[Collected data]

____________________

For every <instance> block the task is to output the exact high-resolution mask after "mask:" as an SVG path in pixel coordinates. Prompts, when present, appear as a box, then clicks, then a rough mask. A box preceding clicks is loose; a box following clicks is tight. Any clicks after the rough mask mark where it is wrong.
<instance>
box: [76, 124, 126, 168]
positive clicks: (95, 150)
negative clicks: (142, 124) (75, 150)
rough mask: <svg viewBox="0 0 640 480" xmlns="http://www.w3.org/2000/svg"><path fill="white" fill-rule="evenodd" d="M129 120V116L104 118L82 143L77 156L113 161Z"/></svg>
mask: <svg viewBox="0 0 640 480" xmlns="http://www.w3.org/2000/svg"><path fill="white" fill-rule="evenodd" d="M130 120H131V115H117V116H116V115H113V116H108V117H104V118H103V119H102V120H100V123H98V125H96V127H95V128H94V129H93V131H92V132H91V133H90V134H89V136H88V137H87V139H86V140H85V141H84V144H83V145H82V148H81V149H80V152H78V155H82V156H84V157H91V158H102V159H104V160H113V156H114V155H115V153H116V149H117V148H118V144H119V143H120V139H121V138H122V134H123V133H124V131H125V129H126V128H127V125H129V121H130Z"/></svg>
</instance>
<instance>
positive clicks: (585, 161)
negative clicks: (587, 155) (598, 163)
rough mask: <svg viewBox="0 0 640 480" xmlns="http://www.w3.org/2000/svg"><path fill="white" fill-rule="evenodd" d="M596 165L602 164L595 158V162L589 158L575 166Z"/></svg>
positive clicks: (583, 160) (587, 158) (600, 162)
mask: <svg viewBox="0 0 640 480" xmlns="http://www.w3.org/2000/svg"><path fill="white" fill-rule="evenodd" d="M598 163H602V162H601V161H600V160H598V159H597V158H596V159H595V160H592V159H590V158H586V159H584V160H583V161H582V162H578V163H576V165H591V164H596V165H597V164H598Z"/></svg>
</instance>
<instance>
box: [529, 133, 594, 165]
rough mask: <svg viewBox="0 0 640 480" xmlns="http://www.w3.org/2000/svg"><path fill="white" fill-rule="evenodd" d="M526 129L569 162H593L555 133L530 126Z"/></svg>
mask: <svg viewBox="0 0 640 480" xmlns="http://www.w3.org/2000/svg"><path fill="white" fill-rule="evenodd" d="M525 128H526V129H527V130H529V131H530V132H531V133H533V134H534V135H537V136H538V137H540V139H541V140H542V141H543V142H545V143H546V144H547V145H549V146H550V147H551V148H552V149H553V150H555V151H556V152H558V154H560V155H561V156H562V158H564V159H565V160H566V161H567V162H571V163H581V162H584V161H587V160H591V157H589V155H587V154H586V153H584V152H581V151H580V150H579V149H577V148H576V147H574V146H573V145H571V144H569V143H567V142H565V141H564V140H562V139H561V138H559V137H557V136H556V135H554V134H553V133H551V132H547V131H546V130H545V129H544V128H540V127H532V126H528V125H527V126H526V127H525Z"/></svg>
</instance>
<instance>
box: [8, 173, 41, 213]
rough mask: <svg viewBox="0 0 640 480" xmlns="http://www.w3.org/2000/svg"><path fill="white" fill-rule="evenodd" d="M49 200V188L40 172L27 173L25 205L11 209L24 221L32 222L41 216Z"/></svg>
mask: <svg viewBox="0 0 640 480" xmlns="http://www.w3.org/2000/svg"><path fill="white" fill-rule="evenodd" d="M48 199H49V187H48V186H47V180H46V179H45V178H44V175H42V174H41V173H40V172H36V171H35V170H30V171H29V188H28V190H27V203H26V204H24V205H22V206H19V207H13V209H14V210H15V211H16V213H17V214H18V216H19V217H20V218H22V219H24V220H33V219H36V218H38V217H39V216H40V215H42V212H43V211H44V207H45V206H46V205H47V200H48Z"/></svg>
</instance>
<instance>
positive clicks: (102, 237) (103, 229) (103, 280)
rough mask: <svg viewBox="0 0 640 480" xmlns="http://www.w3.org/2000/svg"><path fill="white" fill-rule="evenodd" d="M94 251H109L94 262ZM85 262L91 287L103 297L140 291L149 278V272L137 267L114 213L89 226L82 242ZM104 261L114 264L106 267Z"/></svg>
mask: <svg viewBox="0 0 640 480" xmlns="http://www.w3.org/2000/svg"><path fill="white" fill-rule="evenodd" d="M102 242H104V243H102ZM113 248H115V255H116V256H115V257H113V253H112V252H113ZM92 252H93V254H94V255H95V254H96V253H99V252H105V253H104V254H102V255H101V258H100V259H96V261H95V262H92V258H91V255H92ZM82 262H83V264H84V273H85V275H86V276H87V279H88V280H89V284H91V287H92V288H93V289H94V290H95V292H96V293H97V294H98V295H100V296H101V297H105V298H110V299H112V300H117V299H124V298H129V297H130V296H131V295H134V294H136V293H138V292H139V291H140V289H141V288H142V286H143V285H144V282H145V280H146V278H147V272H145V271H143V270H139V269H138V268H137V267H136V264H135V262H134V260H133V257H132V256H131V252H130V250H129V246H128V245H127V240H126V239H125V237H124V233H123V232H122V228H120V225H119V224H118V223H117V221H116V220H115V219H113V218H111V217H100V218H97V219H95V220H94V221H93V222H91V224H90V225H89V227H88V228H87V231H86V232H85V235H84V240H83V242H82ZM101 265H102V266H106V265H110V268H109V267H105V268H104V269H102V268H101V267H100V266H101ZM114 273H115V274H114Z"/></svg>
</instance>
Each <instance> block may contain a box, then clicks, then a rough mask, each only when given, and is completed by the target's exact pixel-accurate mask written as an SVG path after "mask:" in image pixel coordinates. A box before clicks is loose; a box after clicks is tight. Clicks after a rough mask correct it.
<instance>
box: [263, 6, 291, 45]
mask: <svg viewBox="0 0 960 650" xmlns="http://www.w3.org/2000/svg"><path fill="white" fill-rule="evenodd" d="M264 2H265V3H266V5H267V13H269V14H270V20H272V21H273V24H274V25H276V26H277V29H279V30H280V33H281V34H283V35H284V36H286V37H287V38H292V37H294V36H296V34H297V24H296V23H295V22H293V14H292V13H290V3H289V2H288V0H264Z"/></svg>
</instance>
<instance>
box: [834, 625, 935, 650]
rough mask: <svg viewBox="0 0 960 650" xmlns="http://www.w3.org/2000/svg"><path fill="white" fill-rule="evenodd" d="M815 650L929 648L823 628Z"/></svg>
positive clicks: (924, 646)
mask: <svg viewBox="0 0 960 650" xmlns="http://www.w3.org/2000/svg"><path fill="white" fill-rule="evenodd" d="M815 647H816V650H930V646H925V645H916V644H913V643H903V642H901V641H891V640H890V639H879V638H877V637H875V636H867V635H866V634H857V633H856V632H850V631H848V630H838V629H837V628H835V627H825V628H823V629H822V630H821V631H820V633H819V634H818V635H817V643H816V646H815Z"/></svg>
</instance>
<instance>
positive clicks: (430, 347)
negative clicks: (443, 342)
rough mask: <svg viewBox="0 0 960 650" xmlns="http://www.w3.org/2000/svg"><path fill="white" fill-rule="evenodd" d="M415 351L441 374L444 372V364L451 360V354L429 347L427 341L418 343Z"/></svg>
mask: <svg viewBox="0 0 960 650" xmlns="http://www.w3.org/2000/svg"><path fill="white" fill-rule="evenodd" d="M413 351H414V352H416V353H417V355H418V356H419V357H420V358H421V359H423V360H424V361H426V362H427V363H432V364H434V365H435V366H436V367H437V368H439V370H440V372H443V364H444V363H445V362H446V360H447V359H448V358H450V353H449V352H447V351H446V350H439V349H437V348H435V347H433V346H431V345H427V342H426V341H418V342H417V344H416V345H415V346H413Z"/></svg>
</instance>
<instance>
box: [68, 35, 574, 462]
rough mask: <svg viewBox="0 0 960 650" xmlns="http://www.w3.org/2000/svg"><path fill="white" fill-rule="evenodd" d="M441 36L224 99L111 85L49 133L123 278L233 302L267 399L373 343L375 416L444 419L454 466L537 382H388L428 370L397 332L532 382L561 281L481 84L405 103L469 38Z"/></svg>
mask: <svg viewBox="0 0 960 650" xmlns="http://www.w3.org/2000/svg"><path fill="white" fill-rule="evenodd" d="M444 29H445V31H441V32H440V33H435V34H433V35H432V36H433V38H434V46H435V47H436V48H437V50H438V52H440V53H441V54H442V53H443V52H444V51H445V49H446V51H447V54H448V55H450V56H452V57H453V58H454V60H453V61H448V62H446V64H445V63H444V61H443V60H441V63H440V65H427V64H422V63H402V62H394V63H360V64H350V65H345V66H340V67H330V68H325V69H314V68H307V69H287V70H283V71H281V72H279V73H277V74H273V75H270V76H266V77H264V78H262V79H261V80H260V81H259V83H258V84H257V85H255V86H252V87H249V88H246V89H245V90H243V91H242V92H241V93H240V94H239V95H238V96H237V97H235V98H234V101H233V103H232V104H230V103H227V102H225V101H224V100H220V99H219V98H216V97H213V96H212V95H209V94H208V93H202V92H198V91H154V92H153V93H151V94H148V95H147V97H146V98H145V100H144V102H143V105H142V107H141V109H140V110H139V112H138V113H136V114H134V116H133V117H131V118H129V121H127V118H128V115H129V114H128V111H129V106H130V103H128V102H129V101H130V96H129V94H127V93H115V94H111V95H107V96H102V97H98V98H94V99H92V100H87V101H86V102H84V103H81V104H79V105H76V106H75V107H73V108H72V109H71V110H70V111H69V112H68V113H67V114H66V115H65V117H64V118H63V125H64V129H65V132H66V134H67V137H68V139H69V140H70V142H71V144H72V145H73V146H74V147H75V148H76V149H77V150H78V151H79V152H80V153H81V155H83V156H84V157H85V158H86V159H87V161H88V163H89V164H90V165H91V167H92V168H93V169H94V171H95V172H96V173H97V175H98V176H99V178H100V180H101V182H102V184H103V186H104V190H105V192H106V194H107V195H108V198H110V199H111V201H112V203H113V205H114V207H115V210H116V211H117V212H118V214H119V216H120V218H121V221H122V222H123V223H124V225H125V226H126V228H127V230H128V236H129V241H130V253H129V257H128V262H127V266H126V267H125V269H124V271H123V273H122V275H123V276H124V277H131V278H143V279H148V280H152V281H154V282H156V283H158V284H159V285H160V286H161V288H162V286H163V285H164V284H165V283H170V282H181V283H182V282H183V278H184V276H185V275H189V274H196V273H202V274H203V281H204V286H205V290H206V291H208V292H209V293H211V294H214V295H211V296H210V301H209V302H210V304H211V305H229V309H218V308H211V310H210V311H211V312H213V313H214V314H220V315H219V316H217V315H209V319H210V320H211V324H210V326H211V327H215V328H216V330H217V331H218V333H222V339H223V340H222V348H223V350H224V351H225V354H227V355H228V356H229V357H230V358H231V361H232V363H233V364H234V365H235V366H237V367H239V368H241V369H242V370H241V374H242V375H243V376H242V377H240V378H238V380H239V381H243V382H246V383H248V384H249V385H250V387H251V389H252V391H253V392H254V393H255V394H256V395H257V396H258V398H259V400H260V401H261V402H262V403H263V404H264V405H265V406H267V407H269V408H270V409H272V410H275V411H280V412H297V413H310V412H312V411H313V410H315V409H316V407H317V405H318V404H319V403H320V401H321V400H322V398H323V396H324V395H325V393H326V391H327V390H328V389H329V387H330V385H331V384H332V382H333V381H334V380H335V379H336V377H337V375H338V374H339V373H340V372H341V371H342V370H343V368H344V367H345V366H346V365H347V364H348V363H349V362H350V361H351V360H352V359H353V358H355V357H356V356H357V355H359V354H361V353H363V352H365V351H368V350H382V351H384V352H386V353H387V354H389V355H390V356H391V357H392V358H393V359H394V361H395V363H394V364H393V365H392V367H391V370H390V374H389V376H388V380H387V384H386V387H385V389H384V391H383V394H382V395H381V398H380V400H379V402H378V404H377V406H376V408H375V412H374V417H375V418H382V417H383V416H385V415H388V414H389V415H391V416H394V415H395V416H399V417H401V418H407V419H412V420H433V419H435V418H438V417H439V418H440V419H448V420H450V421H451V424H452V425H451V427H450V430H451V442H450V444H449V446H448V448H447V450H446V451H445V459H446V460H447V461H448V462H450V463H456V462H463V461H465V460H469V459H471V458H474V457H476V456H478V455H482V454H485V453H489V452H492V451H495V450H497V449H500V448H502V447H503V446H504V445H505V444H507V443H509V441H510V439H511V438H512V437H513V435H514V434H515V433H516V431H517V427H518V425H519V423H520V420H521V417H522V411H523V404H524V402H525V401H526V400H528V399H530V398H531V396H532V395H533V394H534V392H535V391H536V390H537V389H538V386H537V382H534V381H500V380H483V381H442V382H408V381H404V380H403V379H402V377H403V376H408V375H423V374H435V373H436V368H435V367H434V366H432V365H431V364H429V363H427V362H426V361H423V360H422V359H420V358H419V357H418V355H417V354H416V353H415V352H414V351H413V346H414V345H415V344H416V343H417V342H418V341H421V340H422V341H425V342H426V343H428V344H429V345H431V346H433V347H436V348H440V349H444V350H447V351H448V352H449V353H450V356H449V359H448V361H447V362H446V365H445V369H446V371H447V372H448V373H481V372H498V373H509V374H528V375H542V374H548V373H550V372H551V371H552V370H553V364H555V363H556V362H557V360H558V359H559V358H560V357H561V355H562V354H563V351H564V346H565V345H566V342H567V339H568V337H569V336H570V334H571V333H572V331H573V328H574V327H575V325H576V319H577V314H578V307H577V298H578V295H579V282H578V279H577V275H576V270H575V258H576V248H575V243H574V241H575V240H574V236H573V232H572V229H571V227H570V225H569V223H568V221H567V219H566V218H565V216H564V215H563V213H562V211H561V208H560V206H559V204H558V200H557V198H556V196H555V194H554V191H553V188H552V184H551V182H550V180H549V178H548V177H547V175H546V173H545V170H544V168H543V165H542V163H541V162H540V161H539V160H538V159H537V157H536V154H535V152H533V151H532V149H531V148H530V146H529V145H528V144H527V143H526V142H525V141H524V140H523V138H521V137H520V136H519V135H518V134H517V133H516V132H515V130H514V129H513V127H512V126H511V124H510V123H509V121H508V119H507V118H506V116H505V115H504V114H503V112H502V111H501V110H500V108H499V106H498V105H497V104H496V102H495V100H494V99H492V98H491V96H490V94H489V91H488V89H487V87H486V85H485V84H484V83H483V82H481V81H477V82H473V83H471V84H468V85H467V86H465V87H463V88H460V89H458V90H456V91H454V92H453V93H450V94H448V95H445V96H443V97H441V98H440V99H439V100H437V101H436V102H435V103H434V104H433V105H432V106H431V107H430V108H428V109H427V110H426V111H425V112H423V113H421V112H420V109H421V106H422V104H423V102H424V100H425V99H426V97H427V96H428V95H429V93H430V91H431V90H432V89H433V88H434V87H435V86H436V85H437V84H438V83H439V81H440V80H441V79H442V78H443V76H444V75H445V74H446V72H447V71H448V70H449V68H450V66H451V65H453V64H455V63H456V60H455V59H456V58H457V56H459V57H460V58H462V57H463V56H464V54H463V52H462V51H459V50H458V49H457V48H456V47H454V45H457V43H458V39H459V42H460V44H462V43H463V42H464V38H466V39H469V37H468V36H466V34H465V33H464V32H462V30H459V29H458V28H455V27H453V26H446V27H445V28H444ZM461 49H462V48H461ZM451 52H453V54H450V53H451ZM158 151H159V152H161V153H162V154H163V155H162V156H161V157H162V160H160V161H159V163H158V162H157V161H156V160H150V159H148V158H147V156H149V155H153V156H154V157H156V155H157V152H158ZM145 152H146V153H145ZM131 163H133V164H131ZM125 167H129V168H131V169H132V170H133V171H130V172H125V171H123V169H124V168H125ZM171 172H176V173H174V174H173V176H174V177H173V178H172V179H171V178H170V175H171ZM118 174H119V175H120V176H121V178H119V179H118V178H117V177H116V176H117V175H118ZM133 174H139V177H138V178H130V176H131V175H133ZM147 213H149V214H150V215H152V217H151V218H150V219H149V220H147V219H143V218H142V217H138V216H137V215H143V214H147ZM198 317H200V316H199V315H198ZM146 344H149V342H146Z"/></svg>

____________________

[Requirement] Starting at the line that contains "positive clicks: (583, 160)" and stopping after the line that contains "box: [8, 173, 41, 213]", write out every line exactly as it appears above, and no other line.

[Finished task]
positive clicks: (583, 160) (587, 158) (600, 162)
mask: <svg viewBox="0 0 640 480" xmlns="http://www.w3.org/2000/svg"><path fill="white" fill-rule="evenodd" d="M598 163H602V162H601V161H600V160H598V159H597V158H596V159H595V160H592V159H590V158H586V159H584V160H583V161H582V162H578V163H576V165H591V164H596V165H597V164H598Z"/></svg>
</instance>
<instance>
box: [529, 133, 594, 165]
rough mask: <svg viewBox="0 0 640 480" xmlns="http://www.w3.org/2000/svg"><path fill="white" fill-rule="evenodd" d="M526 129L569 162H593L555 133L530 126Z"/></svg>
mask: <svg viewBox="0 0 640 480" xmlns="http://www.w3.org/2000/svg"><path fill="white" fill-rule="evenodd" d="M525 128H526V129H527V130H529V131H530V132H531V133H533V134H534V135H537V136H538V137H540V139H541V140H542V141H543V142H545V143H546V144H547V145H549V146H550V147H551V148H552V149H553V150H555V151H556V152H558V154H560V155H561V156H562V158H564V159H565V160H566V161H567V162H571V163H581V162H584V161H587V160H591V157H589V155H587V154H586V153H584V152H581V151H580V150H579V149H577V148H576V147H574V146H573V145H571V144H569V143H567V142H565V141H564V140H562V139H561V138H559V137H557V136H556V135H554V134H553V133H551V132H547V131H546V130H545V129H544V128H540V127H532V126H528V125H527V126H526V127H525Z"/></svg>
</instance>
<instance>
box: [8, 173, 41, 213]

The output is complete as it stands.